A verbatim copy of the full data, with no pictures, is the expected answer.

Supplied records
((
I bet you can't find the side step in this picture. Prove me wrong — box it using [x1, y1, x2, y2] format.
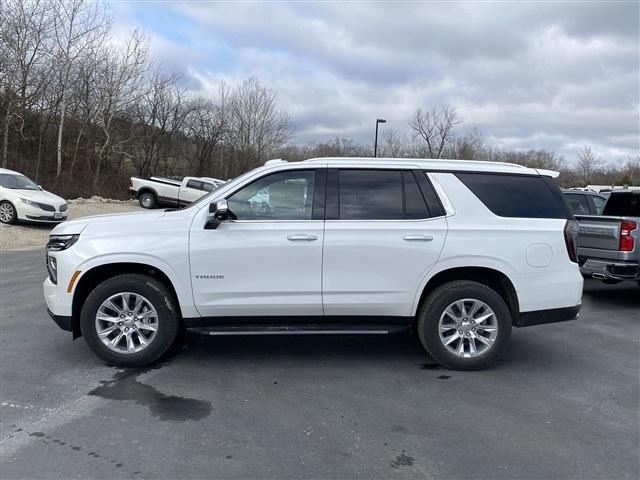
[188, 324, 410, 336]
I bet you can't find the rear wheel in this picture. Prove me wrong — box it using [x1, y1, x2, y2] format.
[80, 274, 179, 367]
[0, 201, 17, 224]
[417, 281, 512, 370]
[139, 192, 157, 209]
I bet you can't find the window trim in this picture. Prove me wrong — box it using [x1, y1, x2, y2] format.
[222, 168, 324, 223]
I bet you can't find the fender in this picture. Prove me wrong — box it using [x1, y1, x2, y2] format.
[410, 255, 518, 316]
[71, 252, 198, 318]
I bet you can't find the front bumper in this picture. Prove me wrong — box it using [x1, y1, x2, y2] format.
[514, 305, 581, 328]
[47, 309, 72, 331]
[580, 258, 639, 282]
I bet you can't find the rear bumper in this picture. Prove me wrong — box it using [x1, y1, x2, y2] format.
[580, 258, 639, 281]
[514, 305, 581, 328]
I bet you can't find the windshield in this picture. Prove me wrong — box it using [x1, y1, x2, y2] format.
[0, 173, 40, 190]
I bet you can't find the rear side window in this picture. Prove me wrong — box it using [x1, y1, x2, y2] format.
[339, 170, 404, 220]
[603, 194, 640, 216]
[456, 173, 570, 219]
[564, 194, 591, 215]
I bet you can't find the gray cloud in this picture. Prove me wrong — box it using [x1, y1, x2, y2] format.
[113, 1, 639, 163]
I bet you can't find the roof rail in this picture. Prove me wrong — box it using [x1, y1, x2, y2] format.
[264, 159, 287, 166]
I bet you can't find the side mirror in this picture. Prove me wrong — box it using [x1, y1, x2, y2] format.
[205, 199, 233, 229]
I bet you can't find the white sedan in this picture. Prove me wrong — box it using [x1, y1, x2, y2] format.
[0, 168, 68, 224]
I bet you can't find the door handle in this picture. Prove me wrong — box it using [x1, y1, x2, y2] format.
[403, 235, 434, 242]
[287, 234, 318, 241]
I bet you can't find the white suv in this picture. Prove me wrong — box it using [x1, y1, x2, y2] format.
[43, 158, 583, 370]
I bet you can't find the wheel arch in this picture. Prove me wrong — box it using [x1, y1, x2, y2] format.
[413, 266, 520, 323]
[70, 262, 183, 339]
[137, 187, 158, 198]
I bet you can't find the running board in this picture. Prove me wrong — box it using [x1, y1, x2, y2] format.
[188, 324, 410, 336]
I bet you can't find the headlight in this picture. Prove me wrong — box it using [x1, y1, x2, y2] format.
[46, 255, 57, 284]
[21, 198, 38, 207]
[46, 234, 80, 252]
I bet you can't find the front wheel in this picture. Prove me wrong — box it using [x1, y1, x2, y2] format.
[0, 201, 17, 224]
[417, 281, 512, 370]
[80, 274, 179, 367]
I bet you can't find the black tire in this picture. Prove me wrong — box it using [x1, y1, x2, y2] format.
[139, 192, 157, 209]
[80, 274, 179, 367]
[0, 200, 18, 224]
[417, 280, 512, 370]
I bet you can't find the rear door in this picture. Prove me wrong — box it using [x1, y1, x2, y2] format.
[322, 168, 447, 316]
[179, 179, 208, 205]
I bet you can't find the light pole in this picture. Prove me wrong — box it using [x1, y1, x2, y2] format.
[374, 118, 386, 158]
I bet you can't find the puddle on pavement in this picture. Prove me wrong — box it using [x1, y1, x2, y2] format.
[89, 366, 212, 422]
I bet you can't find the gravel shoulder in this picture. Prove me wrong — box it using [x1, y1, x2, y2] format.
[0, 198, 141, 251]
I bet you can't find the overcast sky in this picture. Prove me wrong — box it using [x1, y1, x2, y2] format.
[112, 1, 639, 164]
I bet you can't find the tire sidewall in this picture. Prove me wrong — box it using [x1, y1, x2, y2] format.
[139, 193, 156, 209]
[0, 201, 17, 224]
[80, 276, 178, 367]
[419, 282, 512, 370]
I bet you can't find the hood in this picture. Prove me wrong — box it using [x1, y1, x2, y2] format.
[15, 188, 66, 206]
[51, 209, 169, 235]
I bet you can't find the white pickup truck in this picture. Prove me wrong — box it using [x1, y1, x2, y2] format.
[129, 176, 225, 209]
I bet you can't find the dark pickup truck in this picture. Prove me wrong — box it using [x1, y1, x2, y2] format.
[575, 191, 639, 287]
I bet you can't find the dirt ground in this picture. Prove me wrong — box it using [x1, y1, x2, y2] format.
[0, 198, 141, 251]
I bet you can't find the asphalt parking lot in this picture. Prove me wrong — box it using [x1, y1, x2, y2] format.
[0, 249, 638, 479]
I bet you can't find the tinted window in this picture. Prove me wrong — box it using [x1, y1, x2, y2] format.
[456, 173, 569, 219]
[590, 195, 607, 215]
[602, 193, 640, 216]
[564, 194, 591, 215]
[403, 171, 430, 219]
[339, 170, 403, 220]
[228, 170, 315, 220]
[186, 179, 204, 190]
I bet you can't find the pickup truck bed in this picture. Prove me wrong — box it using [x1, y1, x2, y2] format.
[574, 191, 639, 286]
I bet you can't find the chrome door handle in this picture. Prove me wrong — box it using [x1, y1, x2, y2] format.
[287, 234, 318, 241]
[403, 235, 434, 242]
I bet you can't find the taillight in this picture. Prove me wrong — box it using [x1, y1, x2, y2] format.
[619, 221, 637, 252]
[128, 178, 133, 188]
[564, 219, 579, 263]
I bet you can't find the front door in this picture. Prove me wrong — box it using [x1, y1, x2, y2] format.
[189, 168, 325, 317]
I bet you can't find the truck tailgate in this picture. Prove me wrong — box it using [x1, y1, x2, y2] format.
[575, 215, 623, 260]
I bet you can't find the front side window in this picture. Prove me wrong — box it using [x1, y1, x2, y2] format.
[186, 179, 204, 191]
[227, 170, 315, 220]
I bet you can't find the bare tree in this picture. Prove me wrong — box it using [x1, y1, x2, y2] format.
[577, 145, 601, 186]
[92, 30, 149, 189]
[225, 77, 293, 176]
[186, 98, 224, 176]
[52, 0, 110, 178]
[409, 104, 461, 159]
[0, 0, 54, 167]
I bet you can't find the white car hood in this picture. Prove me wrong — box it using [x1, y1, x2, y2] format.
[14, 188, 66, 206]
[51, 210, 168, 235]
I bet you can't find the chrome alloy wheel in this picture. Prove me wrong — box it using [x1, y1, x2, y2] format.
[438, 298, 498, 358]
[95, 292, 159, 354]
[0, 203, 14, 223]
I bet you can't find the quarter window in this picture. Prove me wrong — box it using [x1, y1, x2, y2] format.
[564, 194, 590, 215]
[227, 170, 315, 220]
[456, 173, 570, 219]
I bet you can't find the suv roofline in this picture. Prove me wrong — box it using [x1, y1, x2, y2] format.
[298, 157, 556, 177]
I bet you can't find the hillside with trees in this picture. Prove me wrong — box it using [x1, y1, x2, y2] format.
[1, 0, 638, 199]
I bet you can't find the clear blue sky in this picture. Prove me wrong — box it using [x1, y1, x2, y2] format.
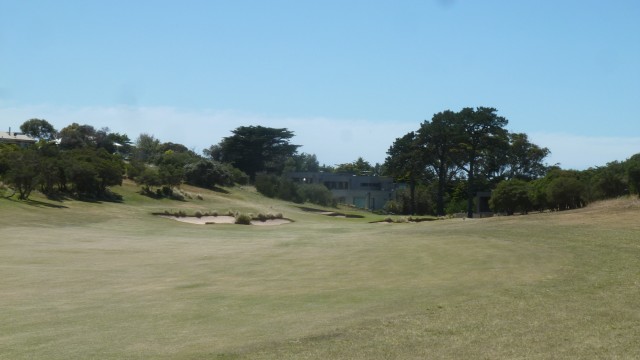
))
Task answer
I bet you can't find the side step in this picture. Prove me wrong — box it using [x1, y1, x2, y2] format.
[188, 324, 410, 336]
I bet you can't find the rear wheel in this picture. Prove me wrong — box it using [x1, y1, x2, y2] format.
[80, 274, 179, 367]
[0, 201, 17, 224]
[417, 281, 512, 370]
[139, 192, 157, 209]
I bet you can't find the window trim in this picture. Prove me wrong — box it using [x1, y1, x2, y2] format.
[222, 168, 324, 223]
I bet you can't find the fender in this picture. Prove me wrong — box it using [x1, y1, x2, y2] format.
[410, 255, 518, 316]
[71, 252, 198, 318]
I bet you can't find the front bumper in this picture. Prove me wrong — box it using [x1, y1, x2, y2] format.
[514, 305, 581, 328]
[47, 309, 72, 331]
[580, 258, 639, 282]
I bet you can't find the rear bumper in this picture. Prove me wrong — box it using [x1, y1, x2, y2] format.
[580, 258, 639, 281]
[514, 305, 581, 328]
I bet you can't find the windshield in this picture. Prove me wrong — box it using [x1, y1, x2, y2] format.
[0, 173, 40, 190]
I bet you can't find the rear side window in this picture. Prove me wrong — box it using [x1, y1, x2, y2] format.
[339, 170, 404, 220]
[603, 194, 640, 216]
[456, 173, 570, 219]
[564, 194, 591, 215]
I bet you can't find the gray cloud in this picture. Prove me wrong — box it using [x1, y1, x2, y2] format.
[113, 1, 639, 163]
I bet you can't find the roof rail in this picture. Prove me wrong — box it using [x1, y1, x2, y2] format.
[264, 159, 287, 166]
I bet you can't find the side mirror in this picture. Prove me wrong — box it using [x1, y1, x2, y2] format.
[205, 199, 233, 229]
I bet you can't find the white sedan in this picture. Prove me wrong — box it using [x1, y1, x2, y2] format.
[0, 168, 68, 224]
I bet you can't find the door handle in this picture. Prove me wrong — box it using [x1, y1, x2, y2] format.
[403, 235, 434, 242]
[287, 234, 318, 241]
I bet you can't find the white suv in this picture. Prove me wrong — box it using [x1, y1, x2, y2] format.
[43, 158, 583, 370]
I bet you can't find the wheel arch in this picture. Prove me wrong — box it using [x1, y1, x2, y2] format.
[413, 266, 520, 323]
[70, 262, 183, 339]
[137, 187, 158, 198]
I bet you can't find the running board in this picture. Prove me wrong — box it using [x1, y1, x2, y2] format.
[188, 324, 410, 336]
I bet you can't find the headlight in this picture. Prove me wrong — box it using [x1, y1, x2, y2] format.
[46, 255, 57, 284]
[21, 198, 38, 207]
[46, 234, 80, 252]
I bet you can't find the front wheel in this picture. Prove me wrong — box it using [x1, y1, x2, y2] format.
[0, 201, 17, 224]
[417, 281, 512, 370]
[80, 274, 179, 367]
I bet you can't find the black tire in this picture. Prove me wrong — box it using [x1, y1, x2, y2] format.
[139, 192, 157, 209]
[80, 274, 179, 367]
[0, 200, 18, 224]
[417, 280, 512, 370]
I bet you can't find the rear door in this picture. Prove me wrong — box it using [x1, y1, x2, y2] format.
[322, 168, 447, 316]
[179, 179, 208, 205]
I bet you can't find the light pole in this picture. Prove me wrong — box it using [x1, y1, x2, y2] format.
[374, 118, 386, 158]
I bet you can't find the puddle on pavement in this picture. Prove me wrong — box it using [x1, y1, x2, y2] format.
[89, 366, 212, 422]
I bet you can't find the gravel shoulder in this picture. Prove me wrong — box it using [x1, y1, x2, y2] format.
[0, 198, 141, 251]
I bet you can't find the overcast sky in this picture. Prove me wrong — box it using [x1, y1, x2, y2] format.
[112, 1, 639, 164]
I bet you can't find the tire sidewall in this picture. Prove me wrong — box it using [x1, y1, x2, y2] format.
[139, 193, 156, 209]
[0, 201, 17, 224]
[80, 276, 178, 367]
[419, 282, 512, 370]
I bet you can't find the hood in this picture. Prove me wrong — box it using [x1, y1, x2, y2] format.
[15, 188, 66, 206]
[51, 209, 169, 235]
I bet you can't find the white pickup truck in this picture. Prove me wrong — box it using [x1, y1, x2, y2] format.
[129, 176, 225, 209]
I bet you can't find the dark pickup truck in this picture. Prove me wrong — box it using [x1, y1, x2, y2] format.
[575, 191, 639, 287]
I bet you can't find the dirt ground in this picture. Prove me wrong — box it using [x1, y1, x2, y2] format.
[0, 198, 141, 251]
I bet you can't find the asphalt parking lot in this picture. Prove me wrong — box it using [x1, y1, x2, y2] format.
[0, 249, 638, 479]
I bet you can't find the tinted window in this picture. Prove me wrong — box it using [x1, y1, x2, y2] format.
[456, 173, 569, 219]
[590, 195, 607, 215]
[602, 193, 640, 216]
[564, 194, 591, 215]
[403, 171, 430, 219]
[339, 170, 403, 220]
[228, 170, 315, 220]
[186, 179, 204, 190]
I bet you can't find the pickup truck bed in this picture. Prove me wrong — box it using [x1, y1, x2, y2] format.
[574, 191, 639, 286]
I bet you can't find the chrome door handle in this picture. Prove me wrong — box it using [x1, y1, x2, y2] format.
[287, 234, 318, 241]
[403, 235, 434, 242]
I bet you can't find the taillight in this picture. Prove me wrong — box it using [x1, y1, x2, y2] format.
[619, 221, 637, 252]
[128, 178, 133, 188]
[564, 219, 579, 263]
I bet you can't find the front door in this picture. Prove me wrong — box it using [x1, y1, x2, y2] format.
[189, 168, 325, 317]
I bet you can't find the truck tailgate in this picture. Prove me wrong — box it using [x1, y1, x2, y2] format.
[575, 215, 623, 260]
I bet you can't find the front side window in this picture. Prove me wrong — box it using [x1, y1, x2, y2] format.
[186, 179, 204, 191]
[227, 170, 315, 220]
I bet you can't find the bare tree in this picture. Prove me wrong — box it using [x1, y1, x2, y2] format.
[577, 145, 601, 186]
[92, 30, 149, 189]
[225, 77, 293, 176]
[186, 98, 224, 176]
[52, 0, 110, 178]
[409, 104, 461, 159]
[0, 0, 54, 167]
I bet you can't find the white car hood in this picture. Prove me wrong — box it using [x1, y1, x2, y2] format.
[14, 188, 66, 206]
[51, 210, 168, 235]
I bet you can't find the chrome alloy wheel in this picture. Prove me wrong — box it using [x1, y1, x2, y2] format.
[438, 298, 498, 358]
[95, 292, 159, 354]
[0, 203, 14, 223]
I bet you can't find the quarter window in this picture. Prove me wrong — box it using [x1, y1, x2, y2] format.
[564, 194, 590, 215]
[227, 170, 315, 220]
[456, 173, 570, 219]
I bet you can't find the suv roofline in this picture. Prove me wrong — box it using [x1, y1, x2, y2] format.
[298, 157, 556, 177]
I bet you can't find the hillside with trees in this picture. Prove me wrong — box it using [x1, y1, x2, y2] format.
[1, 0, 638, 199]
I bet you can't find the clear blue sky in this picture. Prove me wrong — box it using [x1, y1, x2, y2] format.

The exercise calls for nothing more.